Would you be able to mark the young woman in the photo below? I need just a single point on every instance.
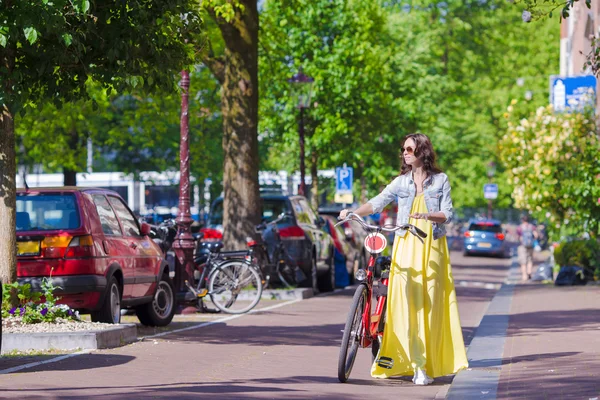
(422, 333)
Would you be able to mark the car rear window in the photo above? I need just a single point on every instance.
(272, 208)
(483, 227)
(46, 212)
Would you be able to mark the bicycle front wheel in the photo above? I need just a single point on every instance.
(235, 287)
(353, 332)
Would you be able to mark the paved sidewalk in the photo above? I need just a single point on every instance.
(536, 341)
(552, 348)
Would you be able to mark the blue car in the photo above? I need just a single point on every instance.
(485, 237)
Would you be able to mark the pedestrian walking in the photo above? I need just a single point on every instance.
(527, 237)
(422, 333)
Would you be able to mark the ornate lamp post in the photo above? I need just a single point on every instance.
(302, 86)
(491, 171)
(184, 241)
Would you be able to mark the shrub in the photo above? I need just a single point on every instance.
(31, 310)
(580, 253)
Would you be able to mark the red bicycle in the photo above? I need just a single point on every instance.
(363, 328)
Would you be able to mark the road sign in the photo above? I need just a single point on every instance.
(572, 92)
(343, 179)
(490, 191)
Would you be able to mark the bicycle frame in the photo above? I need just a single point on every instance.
(370, 321)
(363, 327)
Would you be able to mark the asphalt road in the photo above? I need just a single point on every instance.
(289, 351)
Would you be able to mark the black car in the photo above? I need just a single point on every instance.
(303, 234)
(354, 233)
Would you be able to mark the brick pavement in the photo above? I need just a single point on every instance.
(289, 352)
(552, 349)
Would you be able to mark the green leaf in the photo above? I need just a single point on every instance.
(31, 34)
(68, 39)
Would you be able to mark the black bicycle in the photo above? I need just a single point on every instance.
(276, 263)
(233, 283)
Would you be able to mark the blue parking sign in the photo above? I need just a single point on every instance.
(490, 191)
(572, 92)
(343, 179)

• [THE PROBLEM]: Write out only those lines of the entries that lie between the line containing "Would you be able to mark the blue parking" and the last line, inclusive, reproducing them exactly.

• [RESPONSE BOX]:
Would you be able to mark the blue parking sign in the photo above? I need just a single point on every instance.
(490, 191)
(572, 92)
(343, 179)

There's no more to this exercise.